### INFORMATION GIVEN
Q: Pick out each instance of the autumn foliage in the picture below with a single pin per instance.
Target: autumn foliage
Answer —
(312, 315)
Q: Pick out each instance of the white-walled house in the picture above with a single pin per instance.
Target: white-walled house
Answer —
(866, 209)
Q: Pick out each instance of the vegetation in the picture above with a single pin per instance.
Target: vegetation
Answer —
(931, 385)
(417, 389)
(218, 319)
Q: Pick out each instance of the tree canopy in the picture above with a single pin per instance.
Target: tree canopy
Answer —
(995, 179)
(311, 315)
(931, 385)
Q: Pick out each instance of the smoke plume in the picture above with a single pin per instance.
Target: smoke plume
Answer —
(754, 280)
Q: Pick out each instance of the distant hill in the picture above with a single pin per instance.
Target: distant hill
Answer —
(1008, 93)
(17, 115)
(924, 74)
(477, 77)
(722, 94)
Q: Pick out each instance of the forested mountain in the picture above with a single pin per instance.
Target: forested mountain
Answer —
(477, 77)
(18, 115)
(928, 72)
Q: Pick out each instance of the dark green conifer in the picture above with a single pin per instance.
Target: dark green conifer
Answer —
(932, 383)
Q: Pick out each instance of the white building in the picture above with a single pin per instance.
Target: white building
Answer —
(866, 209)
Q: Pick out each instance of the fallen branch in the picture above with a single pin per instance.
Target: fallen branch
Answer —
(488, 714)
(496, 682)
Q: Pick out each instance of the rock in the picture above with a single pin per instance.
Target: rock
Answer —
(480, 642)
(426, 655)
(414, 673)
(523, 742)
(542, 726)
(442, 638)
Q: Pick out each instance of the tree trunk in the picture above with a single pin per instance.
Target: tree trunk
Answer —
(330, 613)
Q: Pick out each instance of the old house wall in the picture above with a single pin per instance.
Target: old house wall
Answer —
######
- _INSTRUCTIONS TO FOLLOW_
Recast the part of the listing from the line containing "Q: Pick out each instance of the fallen" through the end of the listing as a Markdown table with columns headed Row and Listing line. Number the rows and leave out any blank lines.

- _PROBLEM SOLUTION_
| Row | Listing line |
|---|---|
| 1 | Q: Pick out each instance of the fallen branch in the picture above with a single pin per instance. |
| 2 | Target: fallen branch |
| 3 | Answer — |
| 4 | (488, 714) |
| 5 | (496, 682) |
| 6 | Q: Pick out each instance of the rock in the picture above with a single pin per instance. |
| 7 | Target: rock |
| 8 | Answer — |
| 9 | (480, 642) |
| 10 | (426, 655) |
| 11 | (414, 673) |
| 12 | (523, 742) |
| 13 | (542, 726) |
| 14 | (442, 638) |
| 15 | Q: Pick out each instance of the tree trunk in the picture above with a single pin per instance. |
| 16 | Target: tree trunk |
| 17 | Answer — |
| 18 | (330, 613) |
| 19 | Q: Pick out each instance of the old house wall in the picture above with a single pin per instance. |
| 20 | Target: old house wall |
| 21 | Answer — |